══ Page extract

By: Thomas P. Brady
The National Labor Relations Board (Board) held that an employer must "presumptively" permit employees' use of the employer's email for statutorily protected communications on nonworking time, if the employer gives employees access to the employer's email systems. Purple Communications, 361 NLRB No. 126 (2014).
Purple Communications provided sign-language interpretation services. Purple's employee handbook contained an "Internet, Intranet, Voicemail And Electronic Communication Policy." The policy stated that the company owned the various electronic communications systems and limited the employees' use of the systems to business purposes. The policy prohibited employees from "[E]ngaging in activities on behalf of organizations or persons with no professional or business affiliation with the Company" and "[S]ending uninvited email of a personal nature."
In 2012, the Union filed a representation petition seeking to represent Purple's employees located in seven of Purple's call centers. When the union lost the election, it filed objections and unfair labor practice charges alleging, in part, that Purple's communications policy interfered with the employees' free choice because it prevented employees from using the email system to communicate about the union. Citing the Board's decision in Register Guard, 351 NLRB 1110 (2007), the administrative law judge found the policy lawful because employers had a right to limit employees' use of company email. The union and the Board's General Counsel took exceptions to the Board.
Overruling Register Guard, the Board found that the employees' right to communicate about Section 7 rights outweighed the employer's interest in limiting its employees' use of the company's email system. The Board held that "it will presume that employees who have rightful access to their employer's email system in the course of their work have a right to use the email system to engage in Section 7 - protected communications on nonworking time."
The Board announced several "limitations" on its new rule:
- It applies only to employees who have already been granted access to the employer's email system in the course of their work and does not require employers to provide such access.
- An employer may justify a total ban on nonwork use of email, including Section 7 use on nonworking time, by demonstrating that special circumstances make the ban necessary to maintain production or discipline. However, the Board anticipates "that it will be the rare case where special circumstances justify a total ban on nonwork email use by employees." The Board recognized that, "where special circumstances do not justify a total ban, employers may nonetheless apply uniform and consistently enforced controls over their email systems to the extent that such controls are necessary to maintain production and discipline."

════

Task A: Print the passage from the NLRB email ruling summary between "By: Thomas P." and "No. 126 (2014).", inclusive, with no changes.
Task B: Proceed with the NLRB email ruling summary, starting after its last sentence.

══ Provided data

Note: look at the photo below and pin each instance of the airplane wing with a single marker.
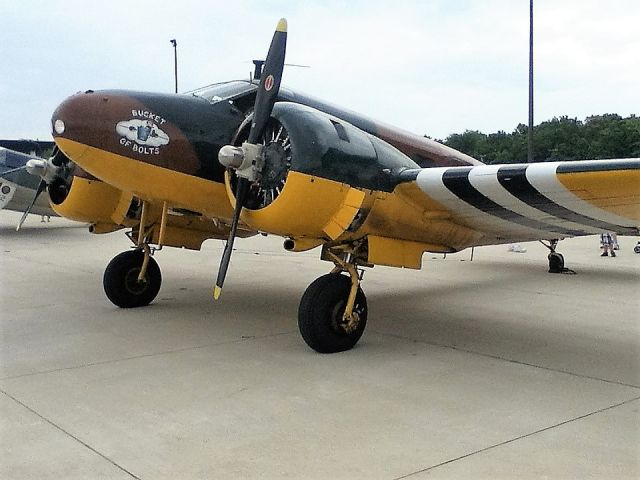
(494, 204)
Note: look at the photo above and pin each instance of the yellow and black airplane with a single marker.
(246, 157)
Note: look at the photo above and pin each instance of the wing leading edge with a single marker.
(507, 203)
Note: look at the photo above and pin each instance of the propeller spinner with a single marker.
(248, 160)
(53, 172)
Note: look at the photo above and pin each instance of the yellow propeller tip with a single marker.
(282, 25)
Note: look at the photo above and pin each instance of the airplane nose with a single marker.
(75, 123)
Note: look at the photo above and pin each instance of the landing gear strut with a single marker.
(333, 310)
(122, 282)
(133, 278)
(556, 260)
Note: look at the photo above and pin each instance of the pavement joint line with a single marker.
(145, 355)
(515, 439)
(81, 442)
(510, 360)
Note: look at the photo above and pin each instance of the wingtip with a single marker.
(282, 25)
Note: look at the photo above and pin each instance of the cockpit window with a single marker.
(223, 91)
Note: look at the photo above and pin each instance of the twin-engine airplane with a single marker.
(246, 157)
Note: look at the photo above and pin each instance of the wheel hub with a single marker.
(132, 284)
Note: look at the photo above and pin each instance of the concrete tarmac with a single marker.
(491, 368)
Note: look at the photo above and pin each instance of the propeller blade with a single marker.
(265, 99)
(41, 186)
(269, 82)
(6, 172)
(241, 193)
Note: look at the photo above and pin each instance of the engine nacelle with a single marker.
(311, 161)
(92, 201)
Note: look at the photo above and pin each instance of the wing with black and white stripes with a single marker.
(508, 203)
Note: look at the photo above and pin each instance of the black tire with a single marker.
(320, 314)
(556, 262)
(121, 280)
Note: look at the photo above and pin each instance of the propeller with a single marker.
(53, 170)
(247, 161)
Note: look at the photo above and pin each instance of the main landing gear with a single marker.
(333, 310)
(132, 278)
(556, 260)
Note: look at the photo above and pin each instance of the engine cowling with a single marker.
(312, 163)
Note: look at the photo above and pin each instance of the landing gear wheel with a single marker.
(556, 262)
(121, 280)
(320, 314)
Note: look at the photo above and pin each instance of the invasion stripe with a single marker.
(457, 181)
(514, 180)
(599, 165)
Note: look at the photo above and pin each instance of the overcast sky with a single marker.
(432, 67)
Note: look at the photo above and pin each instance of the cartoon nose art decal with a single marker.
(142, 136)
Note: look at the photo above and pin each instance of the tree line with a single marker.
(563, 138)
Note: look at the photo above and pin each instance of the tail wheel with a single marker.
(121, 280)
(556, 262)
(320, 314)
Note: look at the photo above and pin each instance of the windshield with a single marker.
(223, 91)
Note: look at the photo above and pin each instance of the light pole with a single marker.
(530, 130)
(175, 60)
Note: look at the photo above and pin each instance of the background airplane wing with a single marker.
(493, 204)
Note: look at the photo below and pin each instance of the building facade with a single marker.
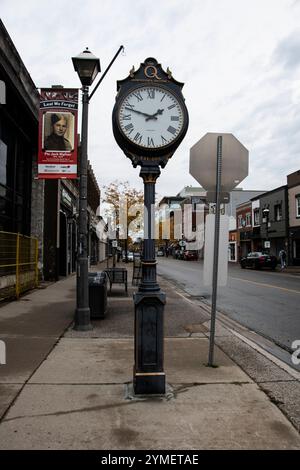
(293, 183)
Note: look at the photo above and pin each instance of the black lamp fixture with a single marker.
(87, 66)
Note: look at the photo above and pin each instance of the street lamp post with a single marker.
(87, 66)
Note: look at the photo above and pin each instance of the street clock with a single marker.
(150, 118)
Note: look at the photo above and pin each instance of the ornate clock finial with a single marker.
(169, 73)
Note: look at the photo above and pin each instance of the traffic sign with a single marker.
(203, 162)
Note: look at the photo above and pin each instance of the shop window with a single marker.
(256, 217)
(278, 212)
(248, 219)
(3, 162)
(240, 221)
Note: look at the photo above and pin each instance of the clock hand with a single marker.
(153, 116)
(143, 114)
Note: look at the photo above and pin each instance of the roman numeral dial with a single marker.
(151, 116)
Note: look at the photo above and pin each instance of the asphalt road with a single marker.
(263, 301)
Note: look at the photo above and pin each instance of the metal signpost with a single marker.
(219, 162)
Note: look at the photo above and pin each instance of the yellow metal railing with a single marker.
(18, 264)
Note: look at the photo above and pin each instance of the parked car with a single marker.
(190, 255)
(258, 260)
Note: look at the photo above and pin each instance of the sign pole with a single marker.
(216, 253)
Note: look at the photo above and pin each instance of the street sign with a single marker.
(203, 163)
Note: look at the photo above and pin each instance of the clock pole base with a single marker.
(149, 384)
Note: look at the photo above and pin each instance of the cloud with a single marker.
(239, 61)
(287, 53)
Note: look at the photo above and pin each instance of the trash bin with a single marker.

════

Written response A:
By: Thomas P. Brady
The National Labor Relations Board (Board) held that an employer must "presumptively" permit employees' use of the employer's email for statutorily protected communications on nonworking time, if the employer gives employees access to the employer's email systems. Purple Communications, 361 NLRB No. 126 (2014).

Written response B:
- Absent justification for a total ban, the employer may apply uniform and consistently enforced controls over its email system to the extent such controls are necessary to maintain production and discipline.
- The Board did not address email access by non-employees, nor did it address any other type of electronic communications systems.
- The Board's decision does not prevent employers from continuing to monitor their computers and email systems for legitimate management reasons, such as ensuring productivity and preventing email use for purposes of harassment or other activities that could give rise to employer liability. It also permits employers to inform employees that the employer may monitor their business email for legitimate purposes.
- The Board will apply its new rule retroactively.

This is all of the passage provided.